Excerpt start

The context of the recent release of the Colombian FARC hostages Clara Rojas and Consuelo Gonzalez and what Chavez was, and is, probably trying to achieve with his involvement in the negotiations.

[First published Jan 24/08. Updated Jan 29/08.]

Colombia's President Alvaro Uribe Velez, who has accused social
activists of 'terrorism', refused them protection against paramilitary
killers, and sent troops and police against protesters, has called for
a march against Colombia's guerrillas, the FARC, on February 4, 2008.
This government-organized initiative is an attempt to polarize the
country. To not join the march is to be accused of supporting
kidnapping and terrorism. This is also what the Colombian President
accuses Venezuela's President, Hugo Chavez, of, because Chavez helped
to negotiate the release of three Colombian hostages held by FARC.
Meanwhile, Uribe's war politics eclipse paramilitarism, the free trade
agreements and their destruction of Colombia's economy, the millions of
internally displaced, and the ongoing attack on social movements.

Excerpt end
Supplied information start

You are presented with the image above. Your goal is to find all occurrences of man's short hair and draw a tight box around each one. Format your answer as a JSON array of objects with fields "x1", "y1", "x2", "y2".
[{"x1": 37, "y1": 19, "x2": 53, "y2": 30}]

Supplied information end

▶ [Directions]:
1. Quote the passage about the FARC hostages word for word, from "Colombia's President Alvaro" through "February 4, 2008.".
2. List every person named in the passage about the FARC hostages.
These lines have no connection to the passage about the FARC hostages.

▶ [Expected results]:
1.
Colombia's President Alvaro Uribe Velez, who has accused social
activists of 'terrorism', refused them protection against paramilitary
killers, and sent troops and police against protesters, has called for
a march against Colombia's guerrillas, the FARC, on February 4, 2008.

2.
Clara Rojas
Consuelo Gonzalez
Hugo Chavez
Alvaro Uribe Velez